__Description of the task__. Can you turn all the records into a Markdown table with a "No." column for the row number and a "Text" column for the line? Skip blank lines and leave the pictures out.

__Dataset records__.
--- Begin ---
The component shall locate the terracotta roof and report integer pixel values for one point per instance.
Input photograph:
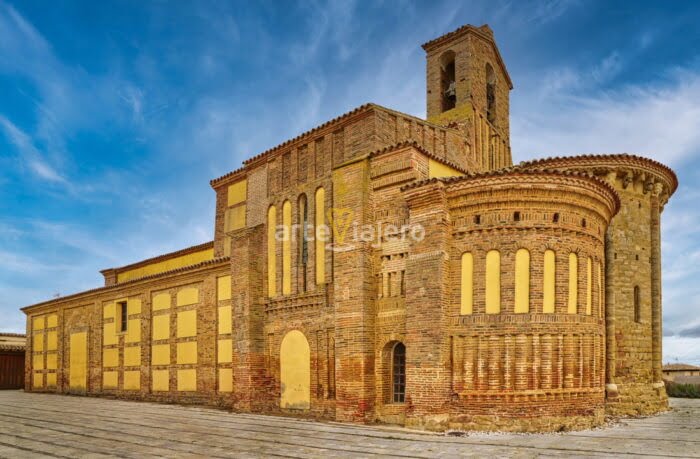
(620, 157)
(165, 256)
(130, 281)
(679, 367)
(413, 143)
--- End ---
__Expected output__.
| No. | Text |
|---|---|
| 1 | The component shall locate the terracotta roof and report integer pixel values for one point per instance. |
| 2 | Input photograph: |
| 3 | (620, 157) |
| 4 | (165, 256) |
| 5 | (130, 281) |
| 6 | (679, 367) |
| 7 | (413, 143) |